Segment Start: PASSAGE PROVIDED

Friday, 28 July 2017 10:39

Did Dubai Defang the Mighty Arrogate?

By Brendan O’Meara | Sports

There are no certainties in horse racing and we saw that when Arrogate—the indestructible Horse of Steel presumably sent from an imploding equine planet—lost the Grade II San Diego Handicap.
In this case it appears arrogance beat Arrogate.
“I think he’s alright,” trainer Bob Baffert told Paulick Report. “I just think I didn’t have him ready. I think I should have worked him here. [Del Mar]… It’s weird. Every time I run him, I really have him razor sharp, but I came in here thinking ‘ehhh.’ He was short. He didn’t have it.”
That ‘ehhh’ means that he figured an 80-percent Arrogate was probably better than a 100-percent everybody else. This probably happens more than we realize when a trainer has the best horse and doesn’t want him too cranked for what is ultimately a prep for two more Grade Is, those being the Pacific Classic and Breeders’ Cup Classic, both run at a whopping 10 furlongs.
Let’s also remember that this was Arrogate’s first race back since his epic win in the Dubai World Cup. And here’s the thing: Maybe we’ve seen the best of Arrogate. There’s something in the water about that Dubai trip, especially when you see a horse make a huge performance that fundamentally shatters the Horse Racing Internet as we know it and has race callers asking if Arrogate is the “Have we see the Man o’War of the 21st century?”
Look back to Curlin in 2008. That move he made off the turn in Dubai was volcanic, but his skills as an explosive horse began eroding that day. With each win throughout the rest of the year, Curlin had to grind just a bit more. He won races like the Stephen Foster, the Woodward and the Jockey Club Gold Cup, but it wasn’t with 360-degree breakaway dunks. It was with straight-up two-hand jams with a defender on his hip. Grit became his greatest asset before he ultimately lost to Raven’s Pass over Santa Anita’s then cushion track.
Suddenly Baffert has a problem on his hand, one he likely didn’t foresee heading into the San Diego Handicap. He may now realize that Arrogate must be 100 percent prepared every race now. The Arrogate we saw in the 2016 Travers—what you might call his unveiling—then his successive wins in Breeders’ Cup Classic, Pegasus World Cup and Hollywood-style Dubai World Cup, might be gone.

Segment End: PASSAGE PROVIDED

COMPLETE THE FOLLOWING
• a. According to the article about Arrogate, which race did Arrogate lose?
• b. Retype the article about Arrogate word for word, everything from "By Brendan O’Meara" down to "II San Diego Handicap.".
The rows are separate material and have no connection to the article about Arrogate.

Segment Start: ENTRIES PROVIDED

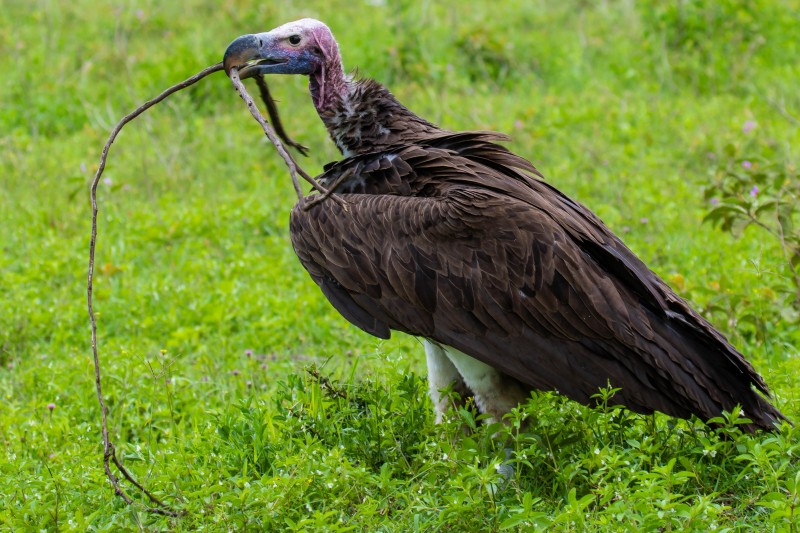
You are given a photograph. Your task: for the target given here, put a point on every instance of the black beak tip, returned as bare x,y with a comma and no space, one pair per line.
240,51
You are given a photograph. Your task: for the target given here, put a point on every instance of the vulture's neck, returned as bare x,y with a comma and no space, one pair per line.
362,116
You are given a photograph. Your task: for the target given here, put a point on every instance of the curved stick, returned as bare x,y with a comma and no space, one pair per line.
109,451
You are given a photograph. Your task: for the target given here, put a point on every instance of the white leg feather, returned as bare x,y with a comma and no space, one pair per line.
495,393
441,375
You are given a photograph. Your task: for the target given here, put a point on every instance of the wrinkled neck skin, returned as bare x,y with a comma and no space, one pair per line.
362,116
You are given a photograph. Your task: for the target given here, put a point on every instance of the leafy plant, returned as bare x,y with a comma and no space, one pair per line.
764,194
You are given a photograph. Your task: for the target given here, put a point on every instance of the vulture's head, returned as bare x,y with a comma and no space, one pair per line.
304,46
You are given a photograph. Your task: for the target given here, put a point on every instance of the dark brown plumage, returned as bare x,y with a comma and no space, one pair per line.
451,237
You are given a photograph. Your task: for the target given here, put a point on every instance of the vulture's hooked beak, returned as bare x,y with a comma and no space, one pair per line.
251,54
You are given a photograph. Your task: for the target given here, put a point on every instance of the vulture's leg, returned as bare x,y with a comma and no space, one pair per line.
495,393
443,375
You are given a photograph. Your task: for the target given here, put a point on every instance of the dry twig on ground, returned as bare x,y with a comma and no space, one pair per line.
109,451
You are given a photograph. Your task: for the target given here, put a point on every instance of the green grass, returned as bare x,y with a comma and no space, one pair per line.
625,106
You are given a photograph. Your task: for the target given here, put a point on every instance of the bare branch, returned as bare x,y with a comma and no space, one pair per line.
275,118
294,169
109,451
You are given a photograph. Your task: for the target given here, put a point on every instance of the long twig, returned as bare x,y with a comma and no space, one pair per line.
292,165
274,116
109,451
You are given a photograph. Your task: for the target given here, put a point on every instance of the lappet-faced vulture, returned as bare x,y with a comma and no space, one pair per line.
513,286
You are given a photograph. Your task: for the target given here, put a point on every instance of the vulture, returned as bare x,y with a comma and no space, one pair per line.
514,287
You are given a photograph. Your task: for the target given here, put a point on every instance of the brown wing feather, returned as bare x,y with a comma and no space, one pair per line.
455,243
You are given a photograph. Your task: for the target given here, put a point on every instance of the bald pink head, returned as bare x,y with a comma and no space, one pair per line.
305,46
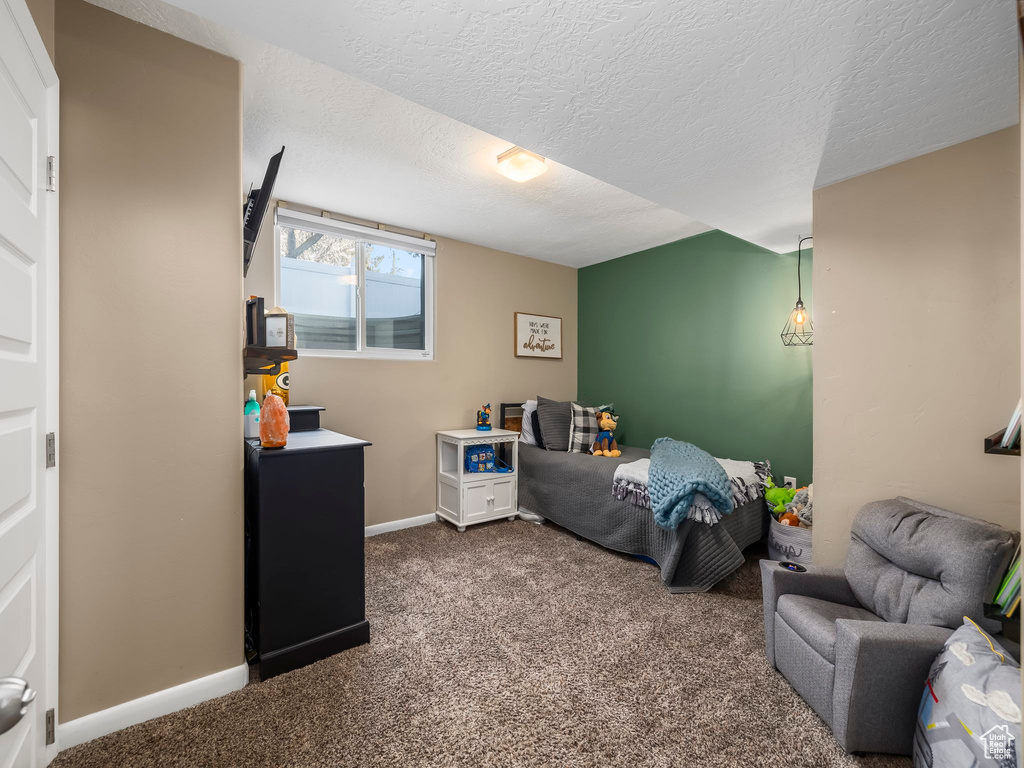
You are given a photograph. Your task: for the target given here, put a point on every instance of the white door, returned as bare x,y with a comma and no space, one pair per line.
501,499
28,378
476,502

Segment End: ENTRIES PROVIDED

ANSWERS FOR THE TASKS
• a. The Grade II San Diego Handicap.

• b.
By Brendan O’Meara | Sports

There are no certainties in horse racing and we saw that when Arrogate—the indestructible Horse of Steel presumably sent from an imploding equine planet—lost the Grade II San Diego Handicap.